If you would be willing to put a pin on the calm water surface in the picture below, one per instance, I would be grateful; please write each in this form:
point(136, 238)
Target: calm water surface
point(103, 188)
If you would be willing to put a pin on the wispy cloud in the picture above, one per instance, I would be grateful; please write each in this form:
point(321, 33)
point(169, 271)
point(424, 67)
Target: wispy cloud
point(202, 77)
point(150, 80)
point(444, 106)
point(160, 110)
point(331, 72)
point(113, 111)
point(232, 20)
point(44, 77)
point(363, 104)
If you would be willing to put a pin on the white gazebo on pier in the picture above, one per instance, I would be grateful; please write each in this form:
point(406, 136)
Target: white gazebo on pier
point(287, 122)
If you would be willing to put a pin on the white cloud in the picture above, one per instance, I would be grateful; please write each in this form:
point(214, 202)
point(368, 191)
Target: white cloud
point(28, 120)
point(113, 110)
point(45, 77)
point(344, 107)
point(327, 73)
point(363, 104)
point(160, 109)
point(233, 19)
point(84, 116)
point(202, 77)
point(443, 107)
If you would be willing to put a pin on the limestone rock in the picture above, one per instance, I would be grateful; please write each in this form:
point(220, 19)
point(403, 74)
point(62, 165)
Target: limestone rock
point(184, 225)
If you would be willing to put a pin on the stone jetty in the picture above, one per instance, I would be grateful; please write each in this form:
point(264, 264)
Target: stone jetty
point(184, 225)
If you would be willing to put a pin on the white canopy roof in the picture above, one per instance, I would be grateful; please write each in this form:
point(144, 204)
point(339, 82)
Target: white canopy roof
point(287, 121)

------------------------

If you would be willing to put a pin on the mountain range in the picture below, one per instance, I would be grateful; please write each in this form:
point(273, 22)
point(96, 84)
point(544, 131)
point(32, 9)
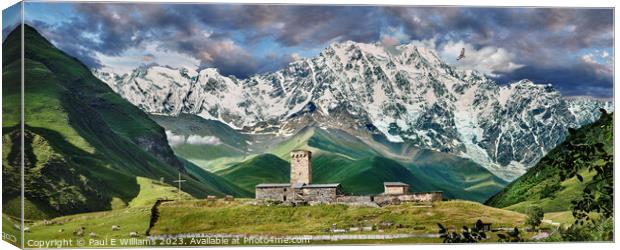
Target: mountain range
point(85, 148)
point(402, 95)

------------------------

Task statement: Rename "mountain range" to "ridgeline" in the records, reproducing only the lines from the one containing "on the mountain" through the one containing "point(402, 95)" with nothing else changed. Leave the pictures out.

Task answer:
If you would be willing to put a pin on the ridgeline in the picture below, one per instance, I would be grateful; please write each in this form:
point(273, 22)
point(96, 84)
point(544, 131)
point(32, 9)
Target: ridgeline
point(85, 148)
point(402, 95)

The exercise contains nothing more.